▶ _Records for the task_
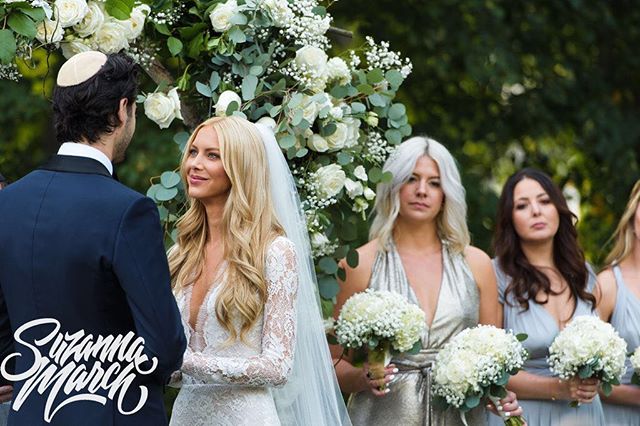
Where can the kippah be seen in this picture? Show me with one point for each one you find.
(80, 68)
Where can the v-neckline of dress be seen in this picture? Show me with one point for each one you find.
(413, 293)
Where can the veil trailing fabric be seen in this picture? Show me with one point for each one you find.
(311, 395)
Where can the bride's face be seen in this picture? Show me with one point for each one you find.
(206, 177)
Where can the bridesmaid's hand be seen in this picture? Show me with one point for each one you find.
(374, 384)
(509, 405)
(581, 390)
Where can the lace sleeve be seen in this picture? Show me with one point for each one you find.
(274, 364)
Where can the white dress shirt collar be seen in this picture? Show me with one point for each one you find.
(82, 150)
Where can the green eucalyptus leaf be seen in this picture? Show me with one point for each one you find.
(7, 46)
(328, 286)
(22, 25)
(249, 84)
(203, 89)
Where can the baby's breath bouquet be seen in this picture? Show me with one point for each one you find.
(635, 363)
(382, 322)
(590, 348)
(476, 364)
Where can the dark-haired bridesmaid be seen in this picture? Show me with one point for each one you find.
(543, 282)
(620, 281)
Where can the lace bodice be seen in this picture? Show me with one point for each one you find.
(267, 356)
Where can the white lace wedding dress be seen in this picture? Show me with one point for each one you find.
(228, 383)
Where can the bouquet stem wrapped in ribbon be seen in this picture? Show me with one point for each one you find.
(589, 348)
(383, 323)
(476, 365)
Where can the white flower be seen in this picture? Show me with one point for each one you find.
(330, 180)
(163, 109)
(91, 22)
(49, 31)
(136, 21)
(224, 100)
(111, 37)
(73, 47)
(221, 15)
(313, 58)
(317, 143)
(338, 70)
(588, 342)
(360, 173)
(279, 11)
(70, 12)
(319, 240)
(369, 194)
(269, 122)
(337, 140)
(353, 188)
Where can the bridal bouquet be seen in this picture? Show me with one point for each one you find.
(477, 364)
(635, 363)
(589, 347)
(383, 322)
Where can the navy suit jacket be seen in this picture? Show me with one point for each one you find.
(79, 247)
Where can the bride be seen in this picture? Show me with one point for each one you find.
(243, 278)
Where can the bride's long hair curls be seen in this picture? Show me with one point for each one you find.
(248, 225)
(527, 280)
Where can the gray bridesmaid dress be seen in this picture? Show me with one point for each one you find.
(542, 328)
(409, 401)
(626, 320)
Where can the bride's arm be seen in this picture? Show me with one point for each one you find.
(273, 365)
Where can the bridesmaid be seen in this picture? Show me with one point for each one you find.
(620, 282)
(419, 248)
(543, 282)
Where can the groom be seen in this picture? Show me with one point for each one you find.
(84, 281)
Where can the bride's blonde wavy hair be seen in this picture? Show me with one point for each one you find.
(248, 225)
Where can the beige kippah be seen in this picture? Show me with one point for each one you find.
(80, 68)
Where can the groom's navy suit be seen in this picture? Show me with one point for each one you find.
(81, 248)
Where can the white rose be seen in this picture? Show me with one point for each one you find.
(338, 139)
(369, 194)
(312, 58)
(360, 173)
(221, 15)
(73, 47)
(317, 143)
(353, 131)
(353, 188)
(224, 100)
(70, 12)
(269, 122)
(91, 22)
(49, 31)
(136, 21)
(163, 109)
(319, 240)
(279, 11)
(337, 70)
(330, 179)
(111, 37)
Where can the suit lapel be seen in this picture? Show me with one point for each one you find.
(73, 164)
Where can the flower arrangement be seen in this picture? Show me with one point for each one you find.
(589, 347)
(476, 364)
(635, 363)
(382, 322)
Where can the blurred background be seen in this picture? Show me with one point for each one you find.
(503, 84)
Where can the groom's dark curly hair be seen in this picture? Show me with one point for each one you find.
(90, 109)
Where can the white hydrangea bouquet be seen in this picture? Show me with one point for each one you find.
(381, 322)
(635, 363)
(476, 365)
(590, 348)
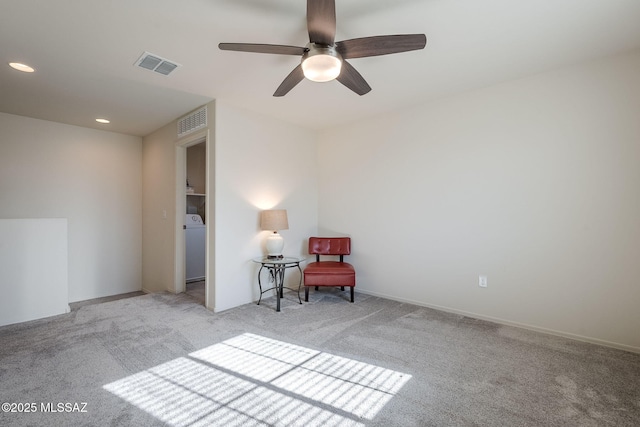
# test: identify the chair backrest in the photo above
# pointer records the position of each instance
(329, 246)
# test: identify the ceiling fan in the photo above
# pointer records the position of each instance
(324, 59)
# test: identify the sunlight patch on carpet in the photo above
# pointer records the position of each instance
(250, 380)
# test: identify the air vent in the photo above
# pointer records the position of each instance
(194, 121)
(155, 63)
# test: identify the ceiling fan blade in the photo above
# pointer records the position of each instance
(263, 48)
(321, 21)
(290, 81)
(380, 45)
(352, 79)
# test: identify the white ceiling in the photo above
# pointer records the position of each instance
(84, 53)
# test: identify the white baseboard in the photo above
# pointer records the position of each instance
(505, 322)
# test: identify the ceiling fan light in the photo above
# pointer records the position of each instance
(321, 64)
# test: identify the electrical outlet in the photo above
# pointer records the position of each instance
(482, 281)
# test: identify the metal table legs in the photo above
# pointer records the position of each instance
(276, 276)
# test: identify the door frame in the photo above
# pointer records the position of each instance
(179, 283)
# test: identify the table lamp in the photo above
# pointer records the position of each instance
(274, 220)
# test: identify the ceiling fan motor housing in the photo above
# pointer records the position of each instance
(321, 63)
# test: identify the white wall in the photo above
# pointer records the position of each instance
(534, 183)
(33, 269)
(260, 163)
(90, 177)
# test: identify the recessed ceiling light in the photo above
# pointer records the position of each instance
(21, 67)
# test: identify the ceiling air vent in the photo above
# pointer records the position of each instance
(152, 62)
(194, 121)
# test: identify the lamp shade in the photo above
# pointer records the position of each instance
(274, 219)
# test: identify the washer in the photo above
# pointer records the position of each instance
(195, 247)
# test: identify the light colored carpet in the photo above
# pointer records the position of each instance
(165, 360)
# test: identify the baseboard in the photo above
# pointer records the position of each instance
(505, 322)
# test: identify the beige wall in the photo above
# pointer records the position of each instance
(534, 183)
(255, 163)
(261, 163)
(159, 209)
(90, 177)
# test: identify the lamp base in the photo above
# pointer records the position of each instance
(274, 245)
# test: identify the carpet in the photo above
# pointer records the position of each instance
(163, 359)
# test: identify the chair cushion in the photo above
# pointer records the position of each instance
(329, 273)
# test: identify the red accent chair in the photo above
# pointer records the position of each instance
(329, 273)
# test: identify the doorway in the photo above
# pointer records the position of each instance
(193, 219)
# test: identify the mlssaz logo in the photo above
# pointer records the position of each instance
(63, 407)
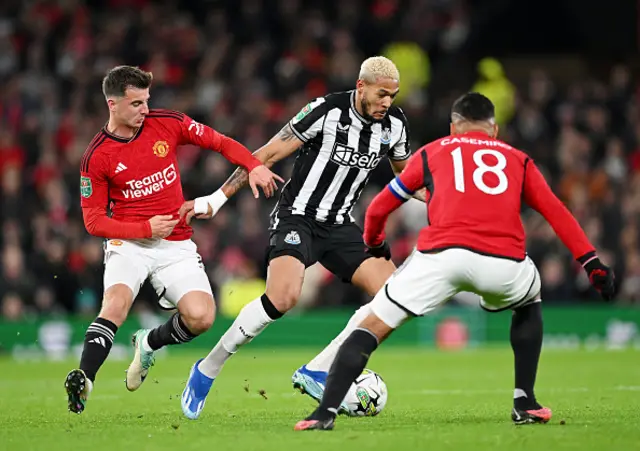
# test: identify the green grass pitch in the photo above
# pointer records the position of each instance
(437, 400)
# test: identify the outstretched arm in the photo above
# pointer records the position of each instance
(283, 144)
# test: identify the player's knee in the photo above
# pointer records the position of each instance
(197, 313)
(285, 296)
(115, 304)
(199, 325)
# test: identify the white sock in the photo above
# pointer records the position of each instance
(145, 344)
(323, 361)
(251, 320)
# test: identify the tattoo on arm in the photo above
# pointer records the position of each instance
(285, 134)
(240, 177)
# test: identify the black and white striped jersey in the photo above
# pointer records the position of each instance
(340, 150)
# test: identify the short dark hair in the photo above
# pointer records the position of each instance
(118, 79)
(474, 107)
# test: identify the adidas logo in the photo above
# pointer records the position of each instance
(121, 167)
(100, 341)
(292, 238)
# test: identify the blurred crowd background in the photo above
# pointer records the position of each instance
(246, 67)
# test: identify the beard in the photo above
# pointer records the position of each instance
(365, 111)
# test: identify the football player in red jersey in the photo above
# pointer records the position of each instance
(130, 194)
(475, 242)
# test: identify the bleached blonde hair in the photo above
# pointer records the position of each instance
(378, 67)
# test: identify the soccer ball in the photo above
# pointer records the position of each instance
(367, 396)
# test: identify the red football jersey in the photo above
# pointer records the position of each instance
(139, 178)
(475, 187)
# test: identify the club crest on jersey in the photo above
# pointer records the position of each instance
(385, 136)
(161, 149)
(86, 188)
(292, 238)
(303, 112)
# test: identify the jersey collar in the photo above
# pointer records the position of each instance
(355, 111)
(120, 138)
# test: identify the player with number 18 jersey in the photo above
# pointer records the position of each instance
(476, 186)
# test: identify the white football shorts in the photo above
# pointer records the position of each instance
(426, 281)
(174, 268)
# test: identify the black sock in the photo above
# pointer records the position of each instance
(173, 332)
(269, 308)
(97, 344)
(526, 342)
(347, 366)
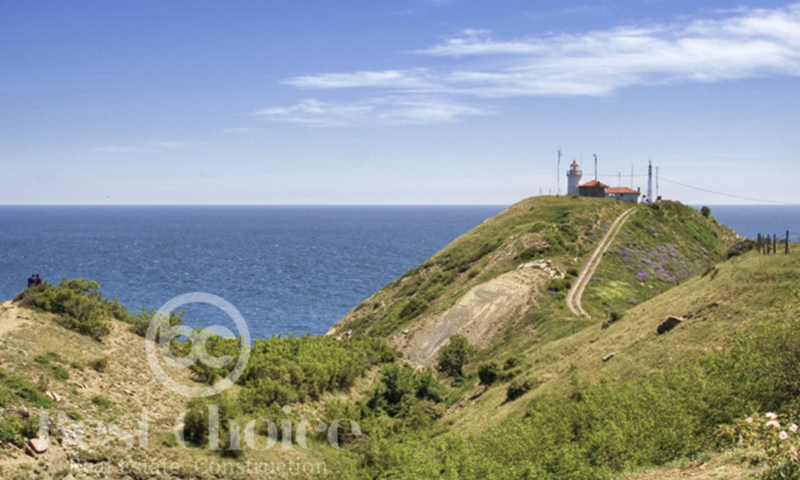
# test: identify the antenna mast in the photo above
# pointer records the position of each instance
(558, 173)
(657, 182)
(631, 175)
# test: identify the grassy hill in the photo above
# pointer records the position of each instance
(536, 393)
(659, 247)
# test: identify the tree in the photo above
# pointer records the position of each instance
(454, 356)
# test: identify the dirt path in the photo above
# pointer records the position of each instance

▶ _Directions for this task_
Go through the records and show every line with the string "player" in it.

▶ _Solution below_
# test: identify the player's knee in the photo above
# test: identify the football player in red jersey in the photo above
# test: identify the player with number 18 jersey in the photo above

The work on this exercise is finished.